- **Directions for this task**: Could you pull out the lines of the items below, from the line containing "A single point marks each instance of the stone" through the last line of the items, and repeat them word for word?

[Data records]
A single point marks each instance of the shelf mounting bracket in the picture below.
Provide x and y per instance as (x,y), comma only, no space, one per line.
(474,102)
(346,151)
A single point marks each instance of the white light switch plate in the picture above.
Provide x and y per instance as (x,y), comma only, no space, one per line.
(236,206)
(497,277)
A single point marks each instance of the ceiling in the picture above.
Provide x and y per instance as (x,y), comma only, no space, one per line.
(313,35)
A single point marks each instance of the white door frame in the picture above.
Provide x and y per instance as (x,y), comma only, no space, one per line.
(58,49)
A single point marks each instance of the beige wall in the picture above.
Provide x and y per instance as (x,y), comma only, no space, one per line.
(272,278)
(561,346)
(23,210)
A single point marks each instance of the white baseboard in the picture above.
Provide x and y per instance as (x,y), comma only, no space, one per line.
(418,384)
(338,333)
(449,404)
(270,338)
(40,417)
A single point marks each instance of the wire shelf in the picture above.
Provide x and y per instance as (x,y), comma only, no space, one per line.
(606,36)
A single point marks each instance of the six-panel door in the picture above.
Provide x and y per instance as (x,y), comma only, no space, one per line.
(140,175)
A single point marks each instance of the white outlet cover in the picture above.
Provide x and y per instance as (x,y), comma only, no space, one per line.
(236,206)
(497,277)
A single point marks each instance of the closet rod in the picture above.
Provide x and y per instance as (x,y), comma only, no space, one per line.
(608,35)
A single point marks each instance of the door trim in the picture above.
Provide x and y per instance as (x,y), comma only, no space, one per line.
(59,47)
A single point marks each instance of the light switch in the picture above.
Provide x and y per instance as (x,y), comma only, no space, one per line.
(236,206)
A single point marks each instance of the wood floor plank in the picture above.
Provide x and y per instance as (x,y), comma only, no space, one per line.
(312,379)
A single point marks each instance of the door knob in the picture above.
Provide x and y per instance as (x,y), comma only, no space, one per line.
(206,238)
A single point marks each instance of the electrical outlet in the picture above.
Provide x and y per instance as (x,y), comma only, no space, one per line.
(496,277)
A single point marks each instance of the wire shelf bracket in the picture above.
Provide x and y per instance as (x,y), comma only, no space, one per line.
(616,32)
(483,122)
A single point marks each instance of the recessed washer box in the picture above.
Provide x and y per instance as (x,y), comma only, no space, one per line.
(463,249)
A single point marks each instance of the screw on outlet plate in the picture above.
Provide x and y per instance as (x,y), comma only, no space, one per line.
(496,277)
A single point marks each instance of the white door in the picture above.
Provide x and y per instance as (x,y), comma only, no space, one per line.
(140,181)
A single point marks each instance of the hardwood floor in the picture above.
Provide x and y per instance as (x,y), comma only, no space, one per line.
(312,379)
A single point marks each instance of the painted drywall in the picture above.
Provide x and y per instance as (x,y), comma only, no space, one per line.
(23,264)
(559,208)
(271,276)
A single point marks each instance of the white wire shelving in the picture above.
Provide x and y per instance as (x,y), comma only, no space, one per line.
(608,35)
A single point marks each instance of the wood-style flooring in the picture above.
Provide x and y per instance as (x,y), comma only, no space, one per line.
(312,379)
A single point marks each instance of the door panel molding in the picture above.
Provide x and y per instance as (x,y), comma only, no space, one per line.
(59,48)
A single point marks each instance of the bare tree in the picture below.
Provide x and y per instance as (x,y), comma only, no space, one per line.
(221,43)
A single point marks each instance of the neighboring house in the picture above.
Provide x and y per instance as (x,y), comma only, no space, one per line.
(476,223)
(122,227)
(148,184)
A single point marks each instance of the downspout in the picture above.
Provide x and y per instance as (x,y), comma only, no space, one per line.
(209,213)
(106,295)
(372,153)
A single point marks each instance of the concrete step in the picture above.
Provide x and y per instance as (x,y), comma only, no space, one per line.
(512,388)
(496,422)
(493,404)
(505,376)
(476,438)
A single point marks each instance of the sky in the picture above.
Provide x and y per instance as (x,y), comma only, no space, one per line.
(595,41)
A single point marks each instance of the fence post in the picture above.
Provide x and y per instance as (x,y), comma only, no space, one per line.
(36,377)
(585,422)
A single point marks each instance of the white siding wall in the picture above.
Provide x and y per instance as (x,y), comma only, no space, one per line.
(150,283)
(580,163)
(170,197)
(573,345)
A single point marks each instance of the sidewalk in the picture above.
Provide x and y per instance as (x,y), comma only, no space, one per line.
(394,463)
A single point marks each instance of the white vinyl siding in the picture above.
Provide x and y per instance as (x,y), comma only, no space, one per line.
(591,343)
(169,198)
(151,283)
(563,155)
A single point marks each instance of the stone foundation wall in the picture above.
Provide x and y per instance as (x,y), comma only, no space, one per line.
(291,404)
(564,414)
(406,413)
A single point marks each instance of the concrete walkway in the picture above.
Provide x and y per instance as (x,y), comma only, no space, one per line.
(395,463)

- **Exercise result**:
A single point marks each instance of the stone foundation wall in the picture above.
Provide x and y per instance as (x,y), comma only, no space, one per line.
(291,404)
(564,414)
(406,413)
A single point marks each instance of the concrete walkway in the picture above.
Provide x and y per instance as (x,y), comma only, no space, one per line.
(395,463)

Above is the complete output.